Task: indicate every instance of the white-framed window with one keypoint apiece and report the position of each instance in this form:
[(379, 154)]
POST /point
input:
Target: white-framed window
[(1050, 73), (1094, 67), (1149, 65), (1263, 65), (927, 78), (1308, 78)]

-----

Begin with the line that contains "[(379, 154)]" and print each line exactly until the data ends, including the last line.

[(379, 154)]
POST /point
input:
Target: white-framed window
[(1050, 73), (1094, 67), (1149, 65), (1263, 65), (927, 78), (1308, 78)]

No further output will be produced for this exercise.